What this task involves
Copy out the lines starting with the one that contains "the rabbit ear?" and ending with the final line, both included. Keep the requests unchanged, but multiply every bounding-box coordinate in the answers by 0.25 and round it to a whole number, with halves rounding up.

(Rows from a dataset)
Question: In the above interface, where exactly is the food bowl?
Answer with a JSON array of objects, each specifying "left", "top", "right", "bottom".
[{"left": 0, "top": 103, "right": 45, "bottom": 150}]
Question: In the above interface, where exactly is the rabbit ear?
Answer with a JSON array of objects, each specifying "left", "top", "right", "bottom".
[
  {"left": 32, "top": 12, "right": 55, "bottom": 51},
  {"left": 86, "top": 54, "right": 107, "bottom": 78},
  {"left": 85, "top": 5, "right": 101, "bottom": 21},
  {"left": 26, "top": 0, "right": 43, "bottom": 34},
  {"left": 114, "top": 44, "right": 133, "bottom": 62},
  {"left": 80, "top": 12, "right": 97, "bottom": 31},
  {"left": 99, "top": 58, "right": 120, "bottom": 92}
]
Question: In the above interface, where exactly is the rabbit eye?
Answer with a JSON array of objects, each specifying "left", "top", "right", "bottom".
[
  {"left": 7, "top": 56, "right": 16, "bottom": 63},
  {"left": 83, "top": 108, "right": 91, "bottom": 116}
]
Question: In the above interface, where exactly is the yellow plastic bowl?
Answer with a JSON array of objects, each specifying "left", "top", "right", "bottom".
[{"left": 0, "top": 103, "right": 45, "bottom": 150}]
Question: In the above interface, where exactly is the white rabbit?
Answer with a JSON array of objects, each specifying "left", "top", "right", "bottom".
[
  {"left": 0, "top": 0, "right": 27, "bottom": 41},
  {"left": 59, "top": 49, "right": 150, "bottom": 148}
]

Result below
Question: In the above interface, where exactly is the rabbit ear?
Answer with a JSON array of objects, each specifying "left", "top", "right", "bottom".
[
  {"left": 8, "top": 3, "right": 14, "bottom": 13},
  {"left": 22, "top": 14, "right": 27, "bottom": 20},
  {"left": 21, "top": 1, "right": 25, "bottom": 5},
  {"left": 7, "top": 0, "right": 11, "bottom": 9},
  {"left": 29, "top": 11, "right": 33, "bottom": 16},
  {"left": 20, "top": 3, "right": 24, "bottom": 8},
  {"left": 25, "top": 15, "right": 30, "bottom": 23}
]
Question: In the above interface, where exactly is the rabbit eye?
Answer with a JSON array of objects, each specifying "left", "top", "right", "bottom".
[
  {"left": 2, "top": 14, "right": 4, "bottom": 16},
  {"left": 21, "top": 27, "right": 23, "bottom": 29}
]
Question: In the above interface, where exactly is the yellow plastic bowl?
Answer with a JSON array of objects, each specifying "left", "top", "right", "bottom".
[{"left": 0, "top": 26, "right": 11, "bottom": 38}]
Question: In the above interface, where exactly is the white rabbit?
Answer with a JSON array of objects, each specifying "left", "top", "right", "bottom".
[
  {"left": 0, "top": 0, "right": 7, "bottom": 10},
  {"left": 15, "top": 12, "right": 38, "bottom": 37}
]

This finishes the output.